◆ Task 1
Sum up the mini-VLA quickstart guide in two sentences.
◆ Task 2
Continue the mini-VLA quickstart guide, starting right after its last line.

# **Quickstart Guide for mini-VLA**


* ### *Welcome to mini-VLA! This notebook will help you train a Vision-Language-Action model from scratch.*
> ##### We will:
> 1. Collect Data: Watch an expert script solve a task and record it.
> 2. Train: Teach the AI to mimic that expert behavior.
> 3. Test: See if the AI can solve the task on its own using only visual input.


* ### Prerequisites
> ##### Before running this notebook, ensure you have:
> 1. Cloned the repository: You should be running this file from inside the mini-vla folder.
> 2. Created the Environment:<br>&nbsp;*conda create --name mini-vla python=3.10*<br>&nbsp;*conda activate mini-vla*

#### Lets install the dependencies, if not already installed :D

In [2]:
!pip install -r requirements.txt



* ### Let's ensure we are in the project root

In [3]:
import os
import sys
import torch

print(f"Current working directory: {os.getcwd()}")
print(f"PyTorch Version: {torch.__version__}")

Current working directory: C:\Users\abhay\mini-vla
PyTorch Version: 2.9.1+cpu


* ### **Step 1:** Generating the Dataset We need data to train our model.
  >Since we don't have a *real robot*, we use the *Meta-World simulator.*
  > The command below runs an "Expert Script"—a hard-coded algorithm that knows exactly how to solve the task—and records its movements into a .npz file.
> ##### **Note:** You might see some warnings from the simulator. These are safe to ignore! 

In [None]:
print("Collecting expert demonstration data... (This might take a minute)")
!python -W ignore -m scripts.collect_data \
  --env-name push-v3 \
  --camera-name corner \
  --episodes 10 \
  --max-steps 100 \
  --output-path data/metaworld_push_bc.npz

* ### **Step 2:** Training the VLA Model (Diffusion Policy)
  
> #### Now we train the model, the model takes the images we collected and tries to predict the correct arm movements.
> 1. **Epochs:** How many times the model sees the entire dataset. (We use 5 for speed, but 50+ is better for results).
> 2. **Batch Size:** How many examples it learns from at once

In [None]:
print("Starting Training...")

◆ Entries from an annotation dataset
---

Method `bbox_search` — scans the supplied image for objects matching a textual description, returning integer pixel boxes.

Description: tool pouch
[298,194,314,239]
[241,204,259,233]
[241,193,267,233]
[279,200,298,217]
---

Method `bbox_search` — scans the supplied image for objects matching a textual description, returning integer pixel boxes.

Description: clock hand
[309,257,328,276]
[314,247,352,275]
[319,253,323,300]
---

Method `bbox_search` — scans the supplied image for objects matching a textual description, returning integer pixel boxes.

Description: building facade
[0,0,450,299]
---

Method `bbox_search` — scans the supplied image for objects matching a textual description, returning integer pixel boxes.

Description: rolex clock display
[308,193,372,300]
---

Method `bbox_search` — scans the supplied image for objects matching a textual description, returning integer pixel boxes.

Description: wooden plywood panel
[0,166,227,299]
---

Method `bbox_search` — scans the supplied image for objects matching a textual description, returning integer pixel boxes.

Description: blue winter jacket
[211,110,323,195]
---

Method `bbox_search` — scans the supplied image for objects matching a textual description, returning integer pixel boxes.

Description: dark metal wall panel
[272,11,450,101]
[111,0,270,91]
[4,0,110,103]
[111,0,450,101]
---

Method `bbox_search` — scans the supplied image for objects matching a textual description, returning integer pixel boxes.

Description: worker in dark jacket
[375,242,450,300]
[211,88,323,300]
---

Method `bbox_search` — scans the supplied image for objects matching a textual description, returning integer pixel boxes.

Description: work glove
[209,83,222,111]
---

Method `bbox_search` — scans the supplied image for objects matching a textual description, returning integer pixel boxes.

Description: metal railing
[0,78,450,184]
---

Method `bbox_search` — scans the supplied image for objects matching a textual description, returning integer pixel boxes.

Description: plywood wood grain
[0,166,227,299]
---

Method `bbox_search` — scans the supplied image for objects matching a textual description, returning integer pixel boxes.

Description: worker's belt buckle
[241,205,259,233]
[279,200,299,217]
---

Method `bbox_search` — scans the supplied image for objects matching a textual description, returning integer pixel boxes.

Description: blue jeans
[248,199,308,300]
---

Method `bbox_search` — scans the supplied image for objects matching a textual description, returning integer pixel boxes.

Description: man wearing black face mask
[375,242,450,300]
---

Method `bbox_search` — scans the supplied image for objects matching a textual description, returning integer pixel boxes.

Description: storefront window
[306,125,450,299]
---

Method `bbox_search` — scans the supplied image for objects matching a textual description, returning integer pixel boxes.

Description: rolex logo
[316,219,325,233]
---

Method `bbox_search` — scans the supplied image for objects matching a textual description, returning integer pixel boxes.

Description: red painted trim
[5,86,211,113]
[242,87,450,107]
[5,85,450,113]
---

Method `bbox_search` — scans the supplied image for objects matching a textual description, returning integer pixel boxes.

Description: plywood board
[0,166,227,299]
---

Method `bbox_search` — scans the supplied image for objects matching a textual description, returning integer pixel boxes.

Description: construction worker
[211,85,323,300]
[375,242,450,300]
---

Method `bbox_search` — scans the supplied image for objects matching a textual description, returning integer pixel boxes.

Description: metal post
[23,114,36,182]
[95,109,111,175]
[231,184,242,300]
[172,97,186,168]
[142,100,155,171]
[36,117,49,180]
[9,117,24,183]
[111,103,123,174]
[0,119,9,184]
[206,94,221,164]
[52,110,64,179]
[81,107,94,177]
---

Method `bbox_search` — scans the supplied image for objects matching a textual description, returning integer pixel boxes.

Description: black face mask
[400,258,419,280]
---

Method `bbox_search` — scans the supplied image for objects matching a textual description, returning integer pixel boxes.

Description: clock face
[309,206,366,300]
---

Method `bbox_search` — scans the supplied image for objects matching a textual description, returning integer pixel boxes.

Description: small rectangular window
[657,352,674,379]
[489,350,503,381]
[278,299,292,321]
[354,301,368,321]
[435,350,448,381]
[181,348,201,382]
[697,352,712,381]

* * *

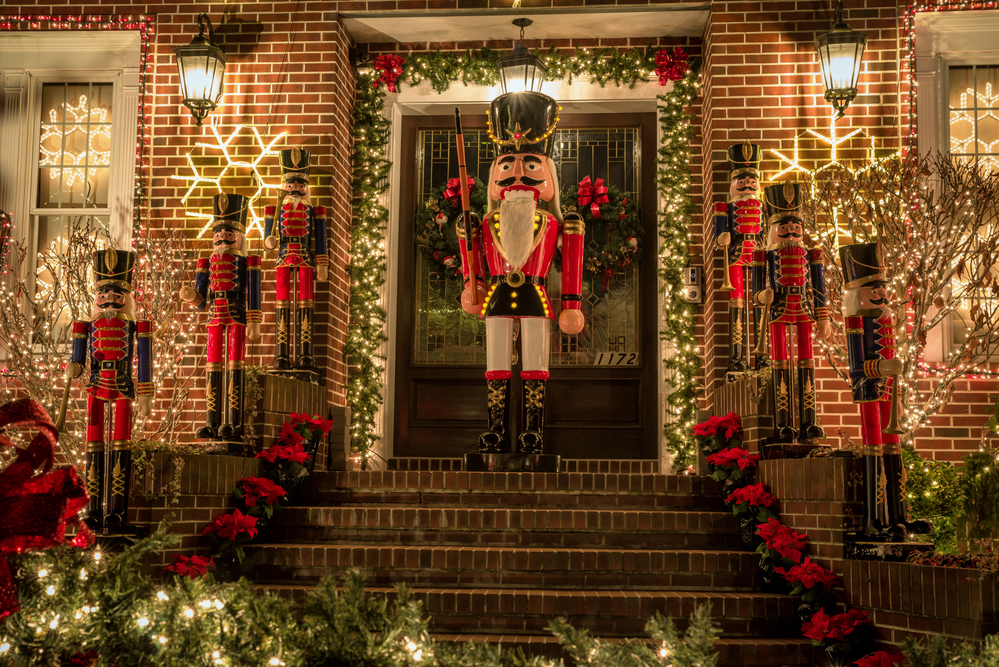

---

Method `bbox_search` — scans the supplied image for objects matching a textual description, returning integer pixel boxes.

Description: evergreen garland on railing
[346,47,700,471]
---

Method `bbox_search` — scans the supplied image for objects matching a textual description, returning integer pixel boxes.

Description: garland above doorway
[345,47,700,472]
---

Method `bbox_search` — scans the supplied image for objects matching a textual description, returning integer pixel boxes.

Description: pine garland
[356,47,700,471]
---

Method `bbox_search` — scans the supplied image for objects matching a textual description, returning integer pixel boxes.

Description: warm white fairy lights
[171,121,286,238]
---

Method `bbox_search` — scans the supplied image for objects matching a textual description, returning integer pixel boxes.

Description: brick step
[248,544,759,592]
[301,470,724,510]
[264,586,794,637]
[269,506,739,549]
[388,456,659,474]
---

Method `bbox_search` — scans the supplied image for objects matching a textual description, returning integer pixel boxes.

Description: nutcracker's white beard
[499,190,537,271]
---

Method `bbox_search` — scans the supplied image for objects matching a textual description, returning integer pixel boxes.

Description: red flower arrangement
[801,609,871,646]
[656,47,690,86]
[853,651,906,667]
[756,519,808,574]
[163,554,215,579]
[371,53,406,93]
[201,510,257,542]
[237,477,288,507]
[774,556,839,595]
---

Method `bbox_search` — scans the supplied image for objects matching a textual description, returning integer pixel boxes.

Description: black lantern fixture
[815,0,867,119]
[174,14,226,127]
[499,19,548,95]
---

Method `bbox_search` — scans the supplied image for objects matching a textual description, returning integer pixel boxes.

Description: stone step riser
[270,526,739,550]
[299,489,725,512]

◆ Task result 1
The mini-VLA quickstart guide shows how to train a Vision-Language-Action model from scratch: first an expert script solves a task and its actions are recorded, then the model learns to copy that behavior, and finally it is tested on solving the task with only visual input. After cloning the repository, setting up a conda environment, installing dependencies, and checking the project root, the guide collects demonstration data in the Meta-World simulator and then starts training a diffusion policy model, using 5 epochs for speed.

◆ Task result 2
!python -W ignore -m scripts.train \
  --dataset-path data/metaworld_push_bc.npz \
  --epochs 50 \
  --batch-size 64 \
  --save-path checkpoints/model.pt \
  --device cpu


* ### Step 3: Testing the Trained VLA model in Simulation
  > #### It will now try to control the robot using only the camera images
> 1. **episodes:** The number of times the robot attempts the task; higher numbers give a more accurate success rate but take longer.
> 2. **max-steps:** The time limit for each attempt; if too low, the robot may be cut off before it finishes the task.

In [None]:
print("Testing the trained model...")
!python -W ignore -m scripts.test \
  --checkpoint checkpoints/model.pt \
  --env-name push-v3 \
  --episodes 10 \
  --max-steps 150 \
  --instruction "push the object to the goal" \
  --device cpu \
  --save-video \
  --video-dir videos

* ### **Step 4**.Visualizing the result *right here* in Notebook
  > ##### After running the cell below you can see result(s).mp4

In [None]:
from IPython.display import Video, display
import glob
import os

# 1. Get the list of all MP4 files in the videos folder
video_files = glob.glob("videos/*.mp4")

# 2. Check if we found any files
if video_files:
    print(f"Found {len(video_files)} videos. Playing them now...\n")
    
    # 3. Loop through EVERY file in the list
    for video_path in video_files:
        print(f"Playing: {os.path.basename(video_path)}")
        display(Video(video_path, embed=True))
else:
    print("No video found. Check if the test step ran correctly.")

## *Conclusion:*
#### Congratulations! You have successfully built and run an end-to-end VLA pipeline. You collected expert data, trained a behavior-cloning policy, and tested it in a 3D simulation.
> Now if Arm Fails (as seen above) to execute the Instruction - "push the object to the goal", it is due to very short training (<50 epochs) and use of tiny datasheet(<10 episodes) to make the code run fast on you machine.
>##### To get a robot that actually succeeds, you would typically need:
> *   More Data: ~100+ expert episodes.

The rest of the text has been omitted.